Required work
Can you pull out the lines of the items below, word for word, starting with the line that contains "Target = smile" and continuing through the end of the items?

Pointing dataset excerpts
═══

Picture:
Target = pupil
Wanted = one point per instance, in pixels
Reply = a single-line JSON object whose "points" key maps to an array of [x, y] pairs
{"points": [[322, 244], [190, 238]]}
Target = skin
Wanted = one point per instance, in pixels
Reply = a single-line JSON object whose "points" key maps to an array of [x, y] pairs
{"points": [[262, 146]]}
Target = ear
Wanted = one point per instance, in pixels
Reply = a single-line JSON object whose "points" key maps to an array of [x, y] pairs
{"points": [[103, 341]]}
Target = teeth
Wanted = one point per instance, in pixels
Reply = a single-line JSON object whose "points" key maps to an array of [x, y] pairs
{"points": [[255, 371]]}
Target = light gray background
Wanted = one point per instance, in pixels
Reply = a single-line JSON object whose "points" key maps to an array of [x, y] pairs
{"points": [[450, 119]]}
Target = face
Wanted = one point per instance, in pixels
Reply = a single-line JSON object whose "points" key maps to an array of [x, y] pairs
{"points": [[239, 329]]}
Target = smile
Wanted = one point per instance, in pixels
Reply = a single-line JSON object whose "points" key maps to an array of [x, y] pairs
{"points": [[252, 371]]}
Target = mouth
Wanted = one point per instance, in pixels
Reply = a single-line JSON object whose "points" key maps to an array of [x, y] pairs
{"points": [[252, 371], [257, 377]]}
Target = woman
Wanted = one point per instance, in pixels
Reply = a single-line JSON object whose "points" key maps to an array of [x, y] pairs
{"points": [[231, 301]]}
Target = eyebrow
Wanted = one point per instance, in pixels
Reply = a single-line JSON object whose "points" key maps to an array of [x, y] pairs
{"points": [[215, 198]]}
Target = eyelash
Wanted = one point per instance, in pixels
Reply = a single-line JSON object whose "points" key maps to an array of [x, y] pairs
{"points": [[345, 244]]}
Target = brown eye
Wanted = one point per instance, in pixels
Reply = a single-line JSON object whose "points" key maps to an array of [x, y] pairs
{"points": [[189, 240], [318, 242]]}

═══

Solution to this problem
Target = smile
Wanted = one point per instance, in pixels
Reply = a single-line JSON object whose "points" key maps to an array of [x, y] pairs
{"points": [[252, 371]]}
Target = mouth
Wanted = one point per instance, in pixels
Reply = a single-line JSON object whose "points" key maps to an array of [x, y] pairs
{"points": [[252, 371], [257, 377]]}
Target = woman
Wanted = one point per instance, in pixels
Reply = a single-line JSON object whose "points" key maps to an array of [x, y] pairs
{"points": [[231, 301]]}
Target = eyebrow
Wanted = one point per instance, in pixels
Reply = a single-line JSON object whose "points" key maps to an array of [x, y] pairs
{"points": [[215, 198]]}
Target = eyelash
Wanted = one point per instance, in pixels
Reply = a single-line JSON object whose "points" key maps to an array of [x, y] pairs
{"points": [[345, 244]]}
Target = brown eye
Wanted = one point per instance, in pixels
Reply = a single-line JSON object whose "points" key maps to an array of [x, y] pairs
{"points": [[189, 240], [318, 242]]}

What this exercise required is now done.